## [Gegeven tekst]
De verhuizing van Germaanstalige Picten naar het zuiden, richting muur, het verdringen van de Welshtalige Cumbren naar het zuidwesten van de regio (vandaag o.a. Lake District), de ontwikkeling van het Germaanstalige christelijke Noordhumbrië, de impact van de Noren (vikingen) die zich gedurende honderden jaren vestigden in het Noorden van Groot-Brittannië en er eveneens eigen koninkrijken op nahielden, de aankomst van de Angelen en Saksen in het latere Engeland, later de vestiging van de Denen in het zuiden … maakten van het eiland aan de andere kant van het Kanaal deels wat het vandaag geworden is.

Die periode – tot in 1066 de Normandische hertog Willem ‘Engeland’ inpalmde – staat tot vandaag bekend als de ‘Dark Ages’. Weinig geschreven bronnen en een wirwar van volkeren, culturen en talen die eens vredevol samenleefden, dan weer elkaar te vuur en te zwaard bestreden, maakt er een weinig bekende periode van.

Engeland noch Schotland

Het grensgebied rondom de Muur, ten zuiden van de geologische breuklijn tussen Schotse Hoog- en Laaglanden, tussen de twee gigantische inhammen in het westen en het zuiden van het eiland (Tacitus schreef ‘De zee verdeelt Brittannia hier bijna in twee eilanden’), was de volgende paar honderd jaar de inzet van de strijd tussen de Schotse koningen en clans enerzijds en de Engelse koningen anderzijds. Het conflict bleef aanslepen en zorgde voor een ‘clearing’ van de regio. Op monniken die er grote abdijen stichtten na, woonden er maar weinig mensen. En wie er woonde stelde zich bloot aan de door de beide kronen oogluikend toegelaten ‘reivers’, genadeloze veerovers die boerderijen en nederzettingen bestolen en platbrandden, keer op keer opnieuw. Het Middenland werd zo een ‘zone van strijd en strooptochten’. Het is een gebied dat voornamelijk in het huidige Schotland ligt, maar deels ook in hedendaags Engeland.

## [Aangeleverde gegevens]

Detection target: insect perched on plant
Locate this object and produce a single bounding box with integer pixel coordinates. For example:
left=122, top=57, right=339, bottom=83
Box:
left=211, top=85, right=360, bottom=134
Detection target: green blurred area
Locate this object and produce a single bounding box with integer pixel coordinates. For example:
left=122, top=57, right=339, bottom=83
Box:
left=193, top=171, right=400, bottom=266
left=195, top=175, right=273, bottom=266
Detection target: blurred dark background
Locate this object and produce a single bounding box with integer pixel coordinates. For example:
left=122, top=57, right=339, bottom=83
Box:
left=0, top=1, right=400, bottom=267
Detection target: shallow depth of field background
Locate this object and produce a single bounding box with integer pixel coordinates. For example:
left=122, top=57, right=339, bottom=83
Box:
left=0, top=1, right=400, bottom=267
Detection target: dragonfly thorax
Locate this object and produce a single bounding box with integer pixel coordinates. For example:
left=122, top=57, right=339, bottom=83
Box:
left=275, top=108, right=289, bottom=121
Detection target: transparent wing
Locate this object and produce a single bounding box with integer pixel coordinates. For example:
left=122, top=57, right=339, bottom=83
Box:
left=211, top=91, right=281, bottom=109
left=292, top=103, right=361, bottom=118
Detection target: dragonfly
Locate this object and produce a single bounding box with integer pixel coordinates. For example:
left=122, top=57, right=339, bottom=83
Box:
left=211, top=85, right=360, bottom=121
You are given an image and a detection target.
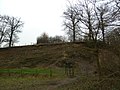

## [Opdracht 1]
Druk uit de tekst over Brittannië in de Dark Ages het stuk af dat opent met de woorden "De verhuizing van" en sluit met "vandaag geworden is.".
## [Opdracht 2]
Wat schreef Tacitus volgens de tekst over Brittannië in de Dark Ages over de zee in het grensgebied?
## [Opdracht 3]
Schrijf het volgende stuk van de tekst over Brittannië in de Dark Ages, aansluitend op de laatste zin.

## [Antwoord 1]
De verhuizing van Germaanstalige Picten naar het zuiden, richting muur, het verdringen van de Welshtalige Cumbren naar het zuidwesten van de regio (vandaag o.a. Lake District), de ontwikkeling van het Germaanstalige christelijke Noordhumbrië, de impact van de Noren (vikingen) die zich gedurende honderden jaren vestigden in het Noorden van Groot-Brittannië en er eveneens eigen koninkrijken op nahielden, de aankomst van de Angelen en Saksen in het latere Engeland, later de vestiging van de Denen in het zuiden … maakten van het eiland aan de andere kant van het Kanaal deels wat het vandaag geworden is.

## [Antwoord 2]
Dat de zee Brittannia hier bijna in twee eilanden verdeelt.

## [Antwoord 3]
Het maakte van The Borders een soort Niemandsland, een ‘wetteloos, woest en gevaarlijk gebied’, waar permanent ‘oorlog bij volmacht’ werd gevoerd en overleven een harde noot om kraken was. Het zorgde voor migraties in alle richtingen, voor Schotse en Engelse families die werden uitgemoord als ze zelf niet anderen eerst vermoordden. De Schotse Borderlands waren als een ‘scheidingsmuur tussen oorlogvoerende landen’. Sir Walter Scott verzamelde in de 19de eeuw heel wat ballades over de periode toen het Middenland een niemandsland was. In die periode kreeg de regio een nieuwe naam: de Marsen (van Schotland). Een nat gebied, met een andere type van landbouw, minder vruchtbaar dan het zuiden, waar kleinere landbouwbedrijven actief waren. Waar hele dorpen – kastelen inclusief – werden verlaten en ten prooi vielen aan de natuurelementen.

Identiteit

Gedurende vier jaar wandelde Rory Stewart in dat Middenland rond, op zoek naar de betekenis van grenzen en identiteit van de bewoners. Wandelend komt hij tot de vaststelling dat – hoewel de mensen er sterk vasthangen aan hun lokale erfgoed al woont negen op de tien er nog maar sinds één generatie – Groot-Brittannië uit drie landen bestaat: Engeland, Schotland en het Middenland (waarom hij Wales hierbij links laat liggen, blijft gissen).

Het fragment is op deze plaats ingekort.